── ТЕКСТ ──

В историческом движении таких крупных стран как Россия на первый план всегда выступают вопросы ресурсной обеспеченности и отношений, взаимодействий с региональными и мировыми странами-лидерами. В сегодняшнем глобализованном мире прежние стратегии Российской империи и СССР а ля «чучхе» (сами разовьемся, сами все произведем и сами всех победим) совершенно неуместны и смехотворны. Только разумные и гибкие союзы, учитывающие и использующие интересы партнеров, — вот что даст и ресурсы, и современные оргструктуры и технологии, и безопасность, и новый престиж, и сами возможности национального подъема и расцвета.

Соответствующим задачам разработки и обоснования принципов, приоритетов, стратегий в сферах геоэкономики, геополитики и геокультуры посвящены главы 18-21 заключительной части книги. Здесь много направлений, деталей, тонкостей, но стержневая идея одна — теснейший союз России с Объединенной Европой и совместный цивилизаторский проект вначале по отношению к восточным регионам страны, а затем к прилегающим проблемным зонам Азии.

В чем состоит стратегический интерес России? Оставим глобальные амбиции: реально воздействовать на Африку, Южную Америку, Океанию Россия в ее нынешнем положении и не может, и это ей ни к чему. Речь должна идти о Евразии, прежде всего, самой территории России и прилегающих регионов (Лимитрофа).

Именно в Азии, действуя вместе с Европой, Россия сможет выступать как настоящая европейская страна, затем стать равноправной и полноценной частью Большой Европы. И не следует бояться «утери российской цивилизационной самобытности». Даже такие небольшие по сравнению с Россией страны как Франция, Италия, Испания, Германия, Великобритания, Швеция свою самобытность в общеевропейском мире отнюдь не потеряли. Не грозит это и России.

Цивилизационное разхвитие может осуществляться в Евразии на европейский, американский, российский, китайский, индийский, японский, арабский, иранский, турецкий манер. Зависит же это напрямую от силы геополитического, геоэкономического и геокультурного влияния соответствующих центров в разных регионах Евразии, а также от силы и эффективности альянсов между такими центрами.

───
── ВЫБОРКА ДАННЫХ ──

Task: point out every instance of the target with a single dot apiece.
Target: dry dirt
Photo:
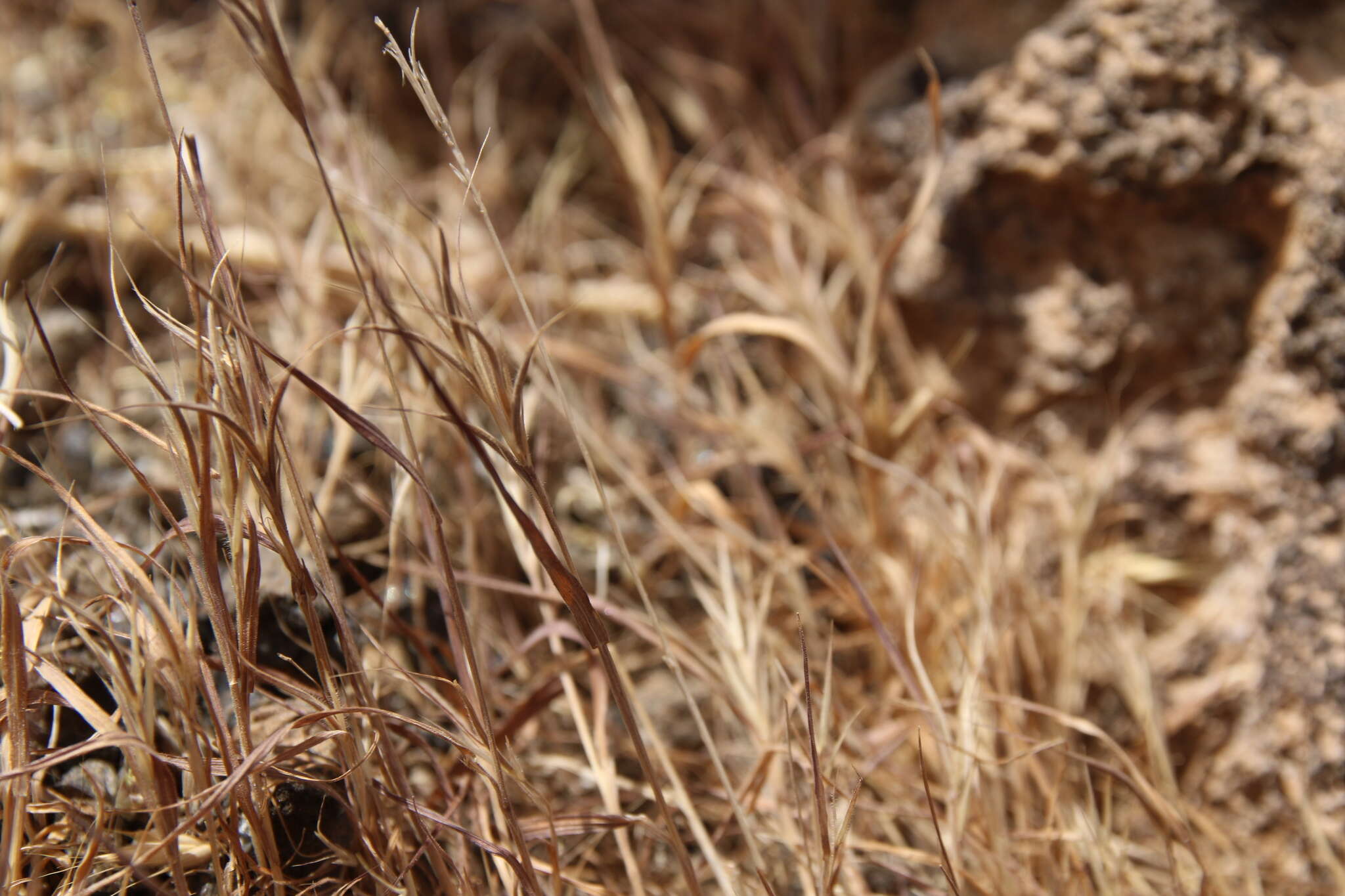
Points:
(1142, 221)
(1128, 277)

───
── ВЫБОРКА ДАННЫХ ──

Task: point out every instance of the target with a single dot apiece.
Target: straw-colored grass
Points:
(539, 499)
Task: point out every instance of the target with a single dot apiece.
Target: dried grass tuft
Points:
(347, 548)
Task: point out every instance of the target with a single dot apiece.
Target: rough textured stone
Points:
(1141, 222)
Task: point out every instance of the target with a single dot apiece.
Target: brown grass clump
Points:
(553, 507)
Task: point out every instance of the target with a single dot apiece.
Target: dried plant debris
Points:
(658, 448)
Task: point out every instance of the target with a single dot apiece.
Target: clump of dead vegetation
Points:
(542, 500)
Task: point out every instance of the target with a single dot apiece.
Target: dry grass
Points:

───
── ВЫБОРКА ДАННЫХ ──

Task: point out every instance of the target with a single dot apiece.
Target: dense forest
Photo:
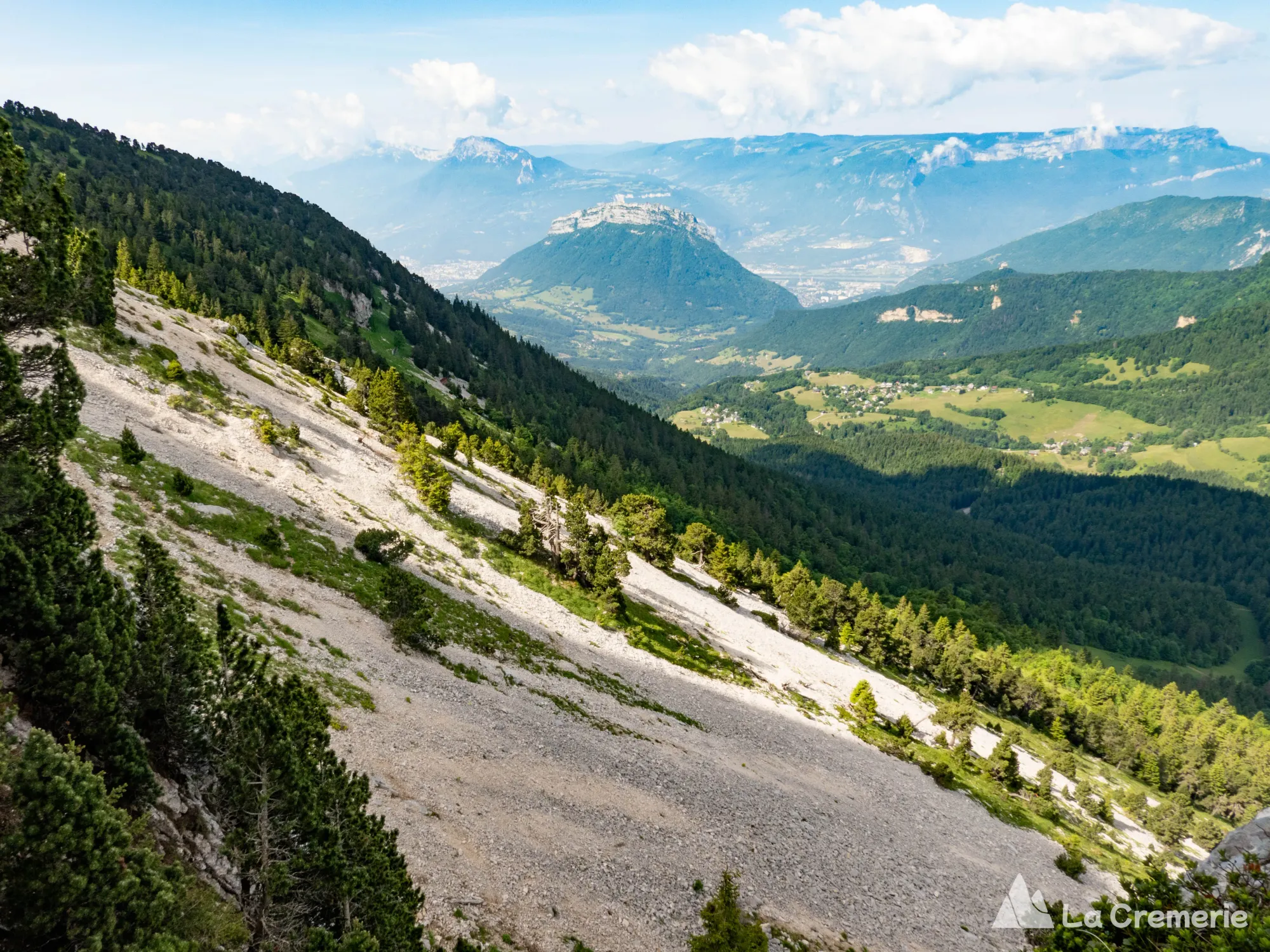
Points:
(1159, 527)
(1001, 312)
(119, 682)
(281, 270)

───

■ **ЗАДАНИЯ**:
A. Выпишите из текста о стратегических интересах России все страны, которые названы небольшими по сравнению с Россией и не потерявшими свою самобытность в общеевропейском мире.
B. Переведите на английский язык предложение из текста о стратегических интересах России: «Речь должна идти о Евразии, прежде всего, самой территории России и прилегающих регионов (Лимитрофа)».
C. Продолжите текст о стратегических интересах России с того места, где он обрывается.

■ **ОТВЕТЫ**:
A. Франция, Италия, Испания, Германия, Великобритания, Швеция.

B. The discussion should be about Eurasia, above all the territory of Russia itself and the adjacent regions (the Limitrophe).

C.
Наиболее патриотично смотрелась бы борьба за «русский путь», однако уж слишком многие «но» тому препятствуют:

·               бесславный распад СССР и дискредитация «русского коммунизма»,

·               страхи перед новорусским имперским реваншизмом,

·               весьма скромный мессианский потенциал современного православия,

·               широко известные в мире сырьевой перекос в российском экспорте (периферизация экономики),

·               коррумпированность государства.

Главное же — никакой внятной идеи кроме нового витка принудительной мобилизации и борьбы против мировой гегемонии Запада вообще и США, в особенности, в пресловутом «русском пути» не содержится. При таких условиях не стоит даже вступать в конкуренцию с «китайским», «западным», «мусульманским» путями обустройства Лимитрофа, тем более, всей Евразии.

Ситуация меняется радикально при создании разумных альянсов. Главный и наиболее перспективный альянс для России практически по всем направлением — это союз с Европой, объективно конкурирующей с США в мире, но лучшие шансы имеющей именно в Северной и Центральной Азии. Российская территория, а прежде всего Сибирь, при таком подходе становится главным плацдармом для европейско-российской цивилизаторской роли. Новое звучание обретает незаслуженно осмеянный и полузабытый лозунг времен Перестройки — Европа от Дублина до Владивостока.

Очевидно, что сам плацдарм должен получить более высокое развитие (плотность дорог и коммуникаций, производственные цепочки, сеть научно-технологических центров, налаженные рыночные и финансовые институты) для последующей экспансии вовне. Урал, Сибирь и Дальний Восток должны стать первым центром внимания для цивилизаторской европейско-российской активности. Значимость Сибири при этом действительно возрастает.

Революционным шагом в этом направлении был бы перенос столицы, по меньшей мере, крупнейших экономических министерств на восток страны — предположительно в Западную Сибирь. Такого рода идеи неоднократно высказывались, есть политико-экономические и экономгеографические обоснования.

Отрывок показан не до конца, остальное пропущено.